▶ [Exercise prompt]: Scan the records for the line containing "point_to(query) gives the position of every instance of the date"; extract it and all later lines, verbatim, through the end, and nothing before it.

>>>

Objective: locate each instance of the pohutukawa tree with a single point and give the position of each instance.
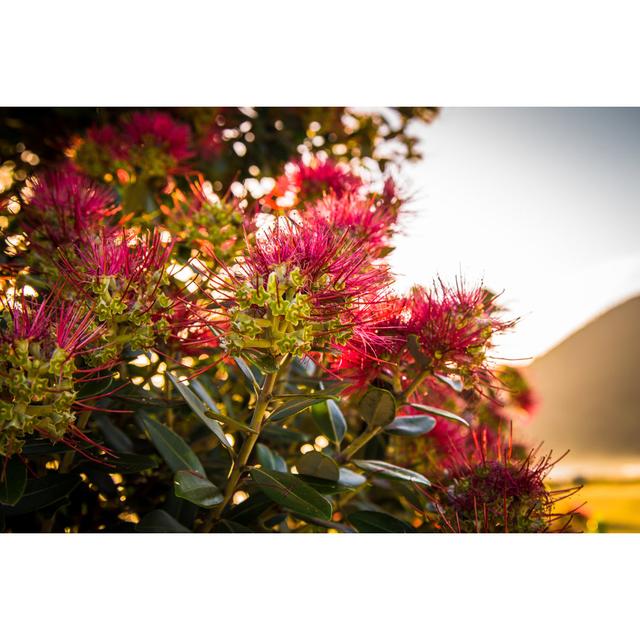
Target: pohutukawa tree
(200, 331)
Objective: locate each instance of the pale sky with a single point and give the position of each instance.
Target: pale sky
(541, 203)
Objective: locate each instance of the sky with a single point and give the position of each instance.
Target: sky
(541, 204)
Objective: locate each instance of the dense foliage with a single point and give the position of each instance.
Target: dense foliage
(200, 332)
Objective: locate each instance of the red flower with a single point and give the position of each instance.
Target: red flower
(299, 287)
(368, 219)
(487, 489)
(454, 326)
(158, 129)
(66, 206)
(306, 181)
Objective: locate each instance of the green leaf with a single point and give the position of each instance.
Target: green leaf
(130, 462)
(197, 489)
(350, 478)
(440, 412)
(292, 493)
(270, 459)
(391, 471)
(42, 492)
(203, 394)
(318, 465)
(228, 526)
(265, 362)
(113, 436)
(175, 451)
(377, 522)
(198, 408)
(330, 420)
(411, 425)
(159, 521)
(13, 484)
(377, 407)
(248, 374)
(416, 350)
(293, 407)
(456, 385)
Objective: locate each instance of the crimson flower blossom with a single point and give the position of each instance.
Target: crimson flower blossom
(310, 180)
(123, 276)
(488, 490)
(367, 218)
(454, 327)
(66, 207)
(155, 141)
(42, 350)
(299, 288)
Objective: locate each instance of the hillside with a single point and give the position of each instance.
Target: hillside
(589, 387)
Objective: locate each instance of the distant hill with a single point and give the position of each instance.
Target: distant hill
(589, 388)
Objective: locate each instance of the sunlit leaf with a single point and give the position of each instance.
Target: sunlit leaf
(43, 492)
(376, 522)
(330, 420)
(197, 489)
(440, 412)
(391, 471)
(292, 493)
(377, 407)
(293, 407)
(197, 407)
(318, 465)
(270, 459)
(411, 425)
(175, 451)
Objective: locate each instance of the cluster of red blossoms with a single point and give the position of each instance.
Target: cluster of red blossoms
(151, 143)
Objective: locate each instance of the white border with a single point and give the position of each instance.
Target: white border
(319, 586)
(362, 52)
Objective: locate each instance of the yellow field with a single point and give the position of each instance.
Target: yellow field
(612, 506)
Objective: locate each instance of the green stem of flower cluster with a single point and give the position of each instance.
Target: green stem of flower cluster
(257, 421)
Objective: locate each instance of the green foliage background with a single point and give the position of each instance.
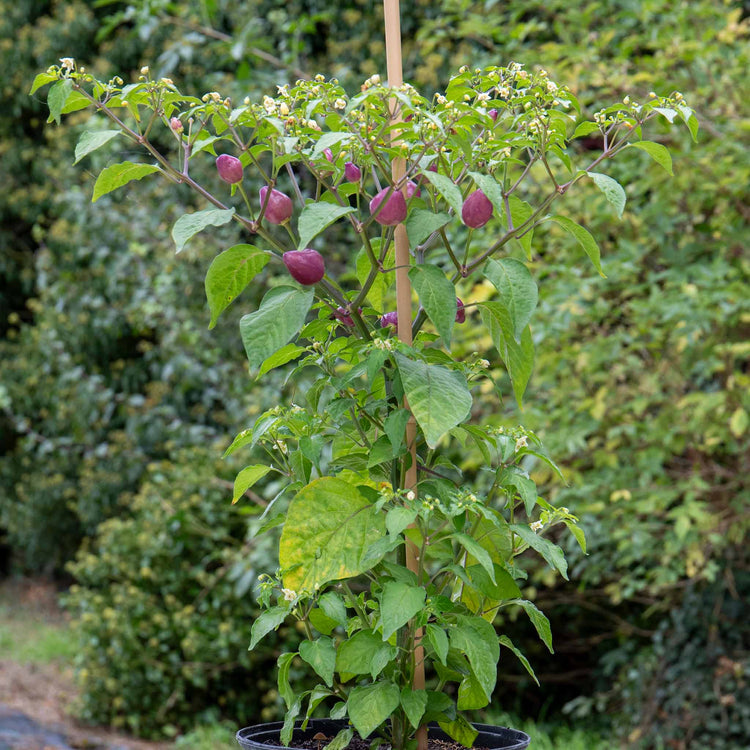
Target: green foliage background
(640, 390)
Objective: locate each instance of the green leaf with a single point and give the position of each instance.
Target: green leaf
(612, 190)
(439, 398)
(284, 662)
(421, 223)
(329, 527)
(315, 217)
(518, 359)
(283, 356)
(414, 703)
(228, 275)
(281, 314)
(585, 240)
(57, 97)
(539, 621)
(477, 639)
(660, 154)
(92, 140)
(549, 551)
(460, 730)
(118, 175)
(447, 188)
(369, 706)
(190, 224)
(247, 478)
(364, 653)
(265, 623)
(505, 641)
(320, 654)
(42, 79)
(478, 552)
(438, 298)
(399, 602)
(489, 186)
(518, 290)
(439, 641)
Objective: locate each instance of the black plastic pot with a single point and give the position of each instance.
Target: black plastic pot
(258, 737)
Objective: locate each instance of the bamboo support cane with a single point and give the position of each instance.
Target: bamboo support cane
(403, 293)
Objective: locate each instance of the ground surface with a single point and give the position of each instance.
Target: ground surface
(36, 684)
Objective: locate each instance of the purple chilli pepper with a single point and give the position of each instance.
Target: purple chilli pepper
(279, 208)
(393, 212)
(477, 210)
(305, 266)
(228, 167)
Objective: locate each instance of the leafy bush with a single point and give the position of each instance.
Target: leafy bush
(157, 603)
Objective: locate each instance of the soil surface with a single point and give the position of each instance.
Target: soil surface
(35, 699)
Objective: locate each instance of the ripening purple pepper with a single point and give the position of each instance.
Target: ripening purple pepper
(279, 208)
(477, 210)
(305, 266)
(229, 168)
(393, 212)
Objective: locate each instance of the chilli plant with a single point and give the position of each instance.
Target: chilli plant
(390, 558)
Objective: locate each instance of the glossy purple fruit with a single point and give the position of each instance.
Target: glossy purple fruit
(389, 319)
(477, 210)
(229, 168)
(393, 212)
(460, 312)
(352, 172)
(342, 315)
(279, 207)
(305, 266)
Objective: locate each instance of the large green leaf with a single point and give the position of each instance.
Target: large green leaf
(117, 175)
(477, 639)
(329, 527)
(228, 275)
(92, 140)
(517, 288)
(447, 188)
(439, 398)
(281, 314)
(315, 217)
(438, 298)
(585, 239)
(320, 654)
(369, 706)
(190, 224)
(517, 358)
(399, 602)
(613, 191)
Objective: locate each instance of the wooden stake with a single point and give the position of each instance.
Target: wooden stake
(403, 294)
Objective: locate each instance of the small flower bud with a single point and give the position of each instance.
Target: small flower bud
(477, 210)
(460, 312)
(393, 212)
(352, 172)
(279, 208)
(389, 319)
(229, 168)
(305, 266)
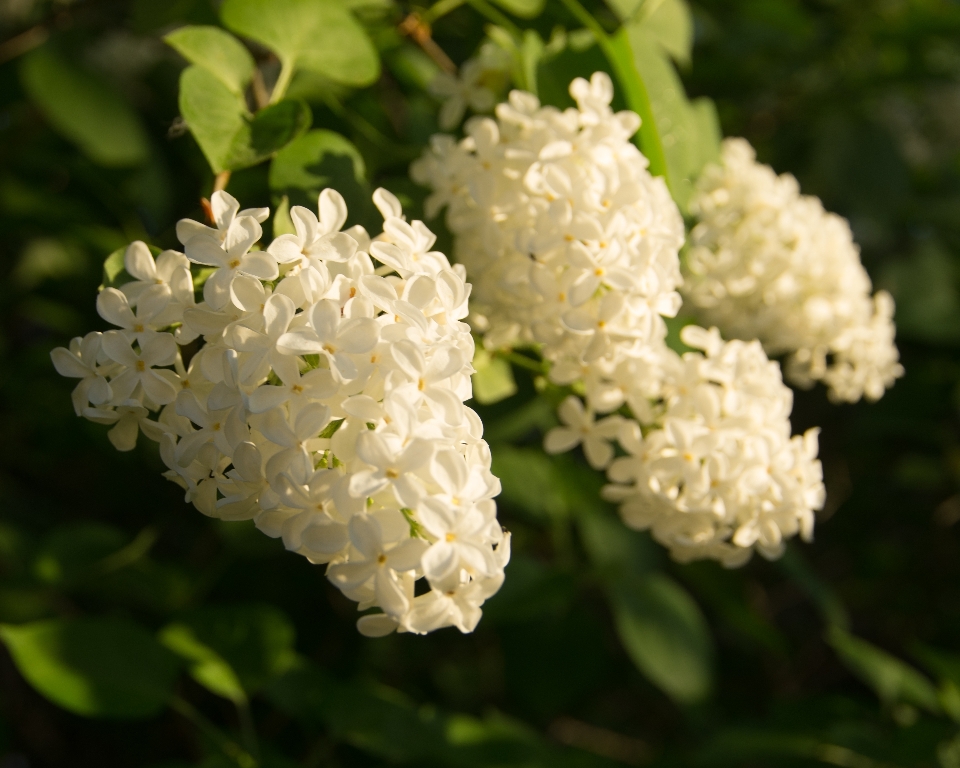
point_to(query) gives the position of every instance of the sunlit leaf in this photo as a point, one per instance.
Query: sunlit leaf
(230, 137)
(270, 130)
(96, 667)
(665, 635)
(84, 109)
(214, 113)
(320, 35)
(217, 51)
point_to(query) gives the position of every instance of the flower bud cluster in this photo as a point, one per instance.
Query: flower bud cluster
(315, 393)
(712, 470)
(570, 242)
(767, 262)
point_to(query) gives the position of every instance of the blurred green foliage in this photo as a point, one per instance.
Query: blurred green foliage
(138, 633)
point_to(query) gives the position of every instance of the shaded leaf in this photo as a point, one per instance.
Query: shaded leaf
(96, 667)
(316, 160)
(217, 51)
(253, 641)
(207, 667)
(84, 110)
(492, 379)
(230, 137)
(664, 633)
(892, 679)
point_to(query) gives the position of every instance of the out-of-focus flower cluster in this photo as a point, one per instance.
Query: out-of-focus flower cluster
(715, 473)
(476, 86)
(574, 247)
(315, 393)
(767, 262)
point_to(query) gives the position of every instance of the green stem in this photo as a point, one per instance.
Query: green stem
(620, 55)
(440, 9)
(485, 9)
(227, 745)
(283, 82)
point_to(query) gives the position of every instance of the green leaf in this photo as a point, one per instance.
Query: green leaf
(316, 160)
(95, 667)
(320, 35)
(217, 51)
(271, 129)
(235, 648)
(207, 667)
(84, 110)
(230, 137)
(892, 679)
(530, 480)
(115, 272)
(670, 23)
(672, 112)
(214, 113)
(525, 9)
(492, 379)
(664, 633)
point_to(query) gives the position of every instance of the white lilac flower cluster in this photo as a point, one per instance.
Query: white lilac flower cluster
(574, 247)
(570, 242)
(713, 472)
(767, 262)
(324, 399)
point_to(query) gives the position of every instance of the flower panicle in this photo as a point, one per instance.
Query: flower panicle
(324, 399)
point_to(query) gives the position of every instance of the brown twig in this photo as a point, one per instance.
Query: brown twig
(418, 31)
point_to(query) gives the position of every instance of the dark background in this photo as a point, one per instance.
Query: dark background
(859, 99)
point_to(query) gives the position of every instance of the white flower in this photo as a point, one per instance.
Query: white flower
(580, 428)
(326, 401)
(571, 243)
(80, 362)
(157, 349)
(717, 473)
(474, 86)
(770, 263)
(224, 210)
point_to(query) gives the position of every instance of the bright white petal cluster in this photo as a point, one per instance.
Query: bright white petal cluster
(315, 393)
(712, 471)
(767, 262)
(570, 242)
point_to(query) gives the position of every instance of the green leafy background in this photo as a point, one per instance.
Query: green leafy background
(136, 632)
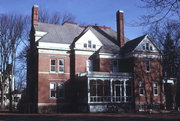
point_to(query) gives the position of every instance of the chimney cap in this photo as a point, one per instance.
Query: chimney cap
(120, 11)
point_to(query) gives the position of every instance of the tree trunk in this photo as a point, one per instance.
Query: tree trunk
(2, 98)
(10, 94)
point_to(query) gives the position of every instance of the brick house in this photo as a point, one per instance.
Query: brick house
(91, 69)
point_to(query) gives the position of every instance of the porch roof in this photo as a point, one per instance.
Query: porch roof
(116, 75)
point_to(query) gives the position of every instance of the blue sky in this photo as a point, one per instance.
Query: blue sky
(101, 12)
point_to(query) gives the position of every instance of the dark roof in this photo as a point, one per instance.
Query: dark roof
(131, 45)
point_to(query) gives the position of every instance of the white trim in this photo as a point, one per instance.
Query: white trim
(58, 46)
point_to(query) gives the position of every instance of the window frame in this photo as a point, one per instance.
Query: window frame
(61, 66)
(89, 44)
(52, 90)
(52, 65)
(61, 83)
(115, 68)
(147, 46)
(148, 65)
(141, 87)
(85, 45)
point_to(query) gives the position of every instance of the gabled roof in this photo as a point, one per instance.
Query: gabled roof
(64, 34)
(69, 33)
(131, 45)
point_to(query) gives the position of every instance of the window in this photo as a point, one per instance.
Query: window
(141, 88)
(100, 91)
(60, 90)
(52, 90)
(155, 87)
(148, 65)
(94, 46)
(147, 46)
(144, 47)
(151, 48)
(85, 45)
(53, 65)
(89, 65)
(115, 66)
(61, 65)
(89, 44)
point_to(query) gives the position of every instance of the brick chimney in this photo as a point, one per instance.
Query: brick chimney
(120, 27)
(35, 15)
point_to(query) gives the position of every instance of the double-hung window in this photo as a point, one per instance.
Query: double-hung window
(60, 90)
(115, 66)
(141, 88)
(52, 90)
(155, 88)
(61, 65)
(53, 65)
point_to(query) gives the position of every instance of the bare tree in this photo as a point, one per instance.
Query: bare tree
(168, 38)
(160, 10)
(46, 16)
(11, 30)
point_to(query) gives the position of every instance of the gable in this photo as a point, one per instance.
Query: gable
(147, 45)
(86, 39)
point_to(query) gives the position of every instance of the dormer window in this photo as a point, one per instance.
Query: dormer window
(147, 47)
(89, 44)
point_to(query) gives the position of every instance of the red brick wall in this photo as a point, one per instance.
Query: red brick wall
(105, 65)
(80, 63)
(45, 77)
(148, 78)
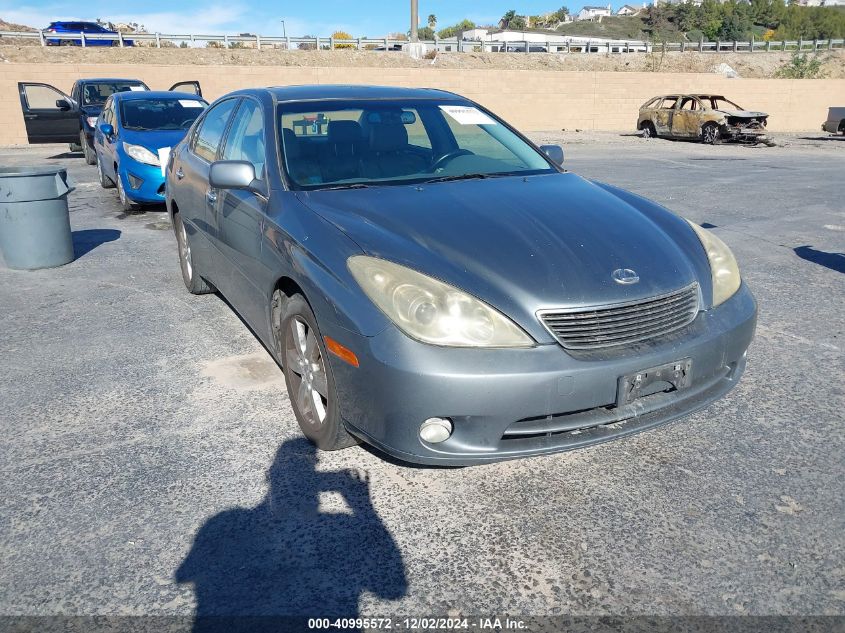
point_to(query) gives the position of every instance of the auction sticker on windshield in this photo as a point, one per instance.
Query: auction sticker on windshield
(468, 115)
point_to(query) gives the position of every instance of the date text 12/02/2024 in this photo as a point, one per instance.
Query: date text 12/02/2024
(418, 624)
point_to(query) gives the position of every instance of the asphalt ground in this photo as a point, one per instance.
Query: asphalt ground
(151, 464)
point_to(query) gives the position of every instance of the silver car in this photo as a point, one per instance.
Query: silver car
(435, 285)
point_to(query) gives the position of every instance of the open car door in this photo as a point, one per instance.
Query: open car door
(191, 87)
(50, 116)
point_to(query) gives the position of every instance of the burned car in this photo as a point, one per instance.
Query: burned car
(835, 123)
(709, 118)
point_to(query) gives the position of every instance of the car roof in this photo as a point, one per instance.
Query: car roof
(106, 80)
(131, 95)
(348, 91)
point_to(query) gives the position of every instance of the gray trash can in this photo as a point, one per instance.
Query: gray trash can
(34, 220)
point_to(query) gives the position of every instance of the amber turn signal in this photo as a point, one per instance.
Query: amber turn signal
(343, 353)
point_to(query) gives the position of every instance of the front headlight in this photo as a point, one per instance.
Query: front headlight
(723, 266)
(433, 312)
(141, 154)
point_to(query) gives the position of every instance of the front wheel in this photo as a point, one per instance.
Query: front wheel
(125, 201)
(193, 280)
(90, 154)
(308, 375)
(710, 133)
(105, 181)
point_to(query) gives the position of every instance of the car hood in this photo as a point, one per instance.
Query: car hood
(743, 114)
(521, 244)
(153, 139)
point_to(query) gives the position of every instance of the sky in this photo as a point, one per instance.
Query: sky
(364, 18)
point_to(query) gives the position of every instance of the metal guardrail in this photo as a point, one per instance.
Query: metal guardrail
(571, 44)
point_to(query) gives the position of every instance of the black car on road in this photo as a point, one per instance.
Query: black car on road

<<<

▶ [Written solution]:
point_to(query) gives the position of every instance of the date text 12/02/2024 in this photo as a point, one per instance.
Query: date text 12/02/2024
(418, 624)
point_to(query) gives the position of every instance of the asphalt ground in this photo as a point, one per instance.
Query: asphalt ground
(151, 464)
point_to(query) gives the position of every instance of the silver car in this photo as a point, one per instance.
Query: silver car
(435, 285)
point_to(query) gives the position of every instance of the open car door in this photo as a point, one per instance.
Query: open car door
(191, 87)
(50, 116)
point_to(query) gives the position of every instance of the burned car in this photo as a point, one per instance.
Query: burned car
(835, 123)
(709, 118)
point_to(query) gives the position of every instance of the car roof in this photo as a point, one per instance.
Query: car roof
(106, 80)
(131, 95)
(348, 91)
point_to(query) gives the position of every instance of the gray trash can in this photo as a point, one per instance.
Query: gray trash can
(34, 220)
point_to(query) gives the position of every instance of the amber turn signal in this photo as a point, one per instance.
Query: amber turn signal
(343, 353)
point_to(query) gives the position of every instance of the front headlight in this photo as a point, one per instance.
Query: front headlight
(723, 266)
(433, 312)
(141, 154)
point_to(query) gives the position of every instance of the front wheel in this photo as a point, one per instance.
Query: front wheel
(125, 201)
(193, 280)
(90, 154)
(308, 375)
(710, 133)
(105, 181)
point_to(query) gives the position of every instance of the car hood in this photo as a point, one per instance.
Query: car hood
(743, 114)
(521, 244)
(153, 139)
point_to(query) gives the position of every instance of the sky in this photo as a point, one per instance.
Query: sky
(364, 18)
point_to(query) gives the position of every instance of the metal guardrail in this photo as a point, one per instance.
Query: metal guardrail
(571, 44)
point_to(query) gives the position of every instance of the black car on road in this photo as a point, one per instance.
Query: black car on road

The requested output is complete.